> [TASK STATEMENT]: Please write out every line of the material below word for word, with no changes.

> [DATA ROWS]:
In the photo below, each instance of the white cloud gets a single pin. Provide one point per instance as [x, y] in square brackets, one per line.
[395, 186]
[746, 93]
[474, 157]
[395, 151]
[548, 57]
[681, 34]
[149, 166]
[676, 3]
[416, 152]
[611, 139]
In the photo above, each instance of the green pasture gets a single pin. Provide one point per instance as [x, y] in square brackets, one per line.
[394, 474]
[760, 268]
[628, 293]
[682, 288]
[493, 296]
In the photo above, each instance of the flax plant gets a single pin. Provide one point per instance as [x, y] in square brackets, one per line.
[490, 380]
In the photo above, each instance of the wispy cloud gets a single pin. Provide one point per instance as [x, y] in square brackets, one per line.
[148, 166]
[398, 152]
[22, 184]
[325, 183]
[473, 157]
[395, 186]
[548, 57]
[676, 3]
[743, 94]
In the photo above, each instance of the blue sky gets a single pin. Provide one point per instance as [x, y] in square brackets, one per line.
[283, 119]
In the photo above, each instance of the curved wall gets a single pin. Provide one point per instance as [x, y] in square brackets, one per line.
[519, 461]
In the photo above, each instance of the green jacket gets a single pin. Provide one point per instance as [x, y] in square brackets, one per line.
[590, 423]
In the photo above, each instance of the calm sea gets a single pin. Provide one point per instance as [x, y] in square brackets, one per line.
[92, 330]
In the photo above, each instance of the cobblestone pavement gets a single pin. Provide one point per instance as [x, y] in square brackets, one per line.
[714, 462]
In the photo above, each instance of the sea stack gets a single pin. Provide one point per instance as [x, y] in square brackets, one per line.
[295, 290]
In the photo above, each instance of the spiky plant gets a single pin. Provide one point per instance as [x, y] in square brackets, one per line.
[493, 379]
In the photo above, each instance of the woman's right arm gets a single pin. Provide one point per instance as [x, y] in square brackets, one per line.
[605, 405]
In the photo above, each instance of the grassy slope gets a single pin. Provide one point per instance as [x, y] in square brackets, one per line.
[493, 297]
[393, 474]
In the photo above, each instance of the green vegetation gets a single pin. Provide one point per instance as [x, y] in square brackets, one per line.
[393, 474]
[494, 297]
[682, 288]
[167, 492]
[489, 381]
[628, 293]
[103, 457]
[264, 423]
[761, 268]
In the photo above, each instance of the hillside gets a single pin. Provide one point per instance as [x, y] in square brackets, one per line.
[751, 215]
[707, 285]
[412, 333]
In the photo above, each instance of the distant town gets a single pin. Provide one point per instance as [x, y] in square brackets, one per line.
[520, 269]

> [RESULT]:
In the photo below, each instance of the white cloud gets a single pin. Provide one point per instance as [x, y] in square brackets, one per line.
[395, 186]
[746, 93]
[474, 157]
[395, 151]
[548, 57]
[681, 34]
[149, 166]
[676, 3]
[416, 152]
[611, 139]
In the photo above, each instance of the green pasture gets a single pin. Provide one point per instance as [x, y] in square brackets, one per line.
[394, 474]
[760, 268]
[628, 293]
[682, 288]
[493, 296]
In the photo above, each instance of the flax plant gets a single pin. Provide one point per instance as [x, y] in square brackets, one per line.
[490, 380]
In the photo above, each instance of the wispy cloud gets a single pin. Provide one point per instance as [x, y] in square brackets, one per line.
[148, 166]
[398, 152]
[22, 184]
[325, 183]
[473, 157]
[395, 186]
[548, 57]
[676, 3]
[743, 94]
In the photo above, each instance of the blue sky gets a single pin. Provide one point per instance as [x, y] in square brackets, one per line.
[283, 119]
In the photo above, each instance of the curved wall gets a single pin. Provide one point per instance as [x, y] in square brackets, one per line.
[519, 461]
In the photo above, each instance of the green jacket gets a single pin. Provide one point per instance as [x, y] in square brackets, one per line.
[590, 423]
In the photo above, each instance of the calm sea gets a single pin. Provide one point per instance as [x, y] in square brackets, one per line.
[92, 330]
In the photo above, each instance of the cobblestone pavement gets a single pin. Provide one point per instance as [x, y] in square brackets, one per line.
[714, 462]
In the photo above, each instance of the sea stack gets a single pin. Provide one point per instance as [x, y] in square brackets, one per line.
[295, 290]
In the photo above, each instance of the spiky plant gets a single pin. Provide one point per instance as [x, y] in square brackets, one per line.
[493, 379]
In the photo above, each instance of the woman's right arm gets a single pin. Provide one point per instance as [x, y] in square brackets, one per line.
[605, 405]
In the photo above, each instance of the grassy slope gets a single pin. Provide one point per instance as [x, y] in square brackets, one per line.
[493, 297]
[393, 474]
In the photo above, each instance of the green vegetation gets a single pin. Provide one point per instance as [x, y] in square brackets, one per line.
[393, 474]
[494, 297]
[682, 288]
[167, 492]
[489, 381]
[628, 293]
[103, 457]
[264, 423]
[761, 268]
In the photo above, each instance of the hillside gets a single pin. Provide one point per instance as [x, y] in square brackets, one per line.
[751, 215]
[707, 285]
[412, 333]
In the photo above, each instance of the distant town gets a single pin. Provide one point per instance as [x, y] in square brackets, one per line.
[520, 269]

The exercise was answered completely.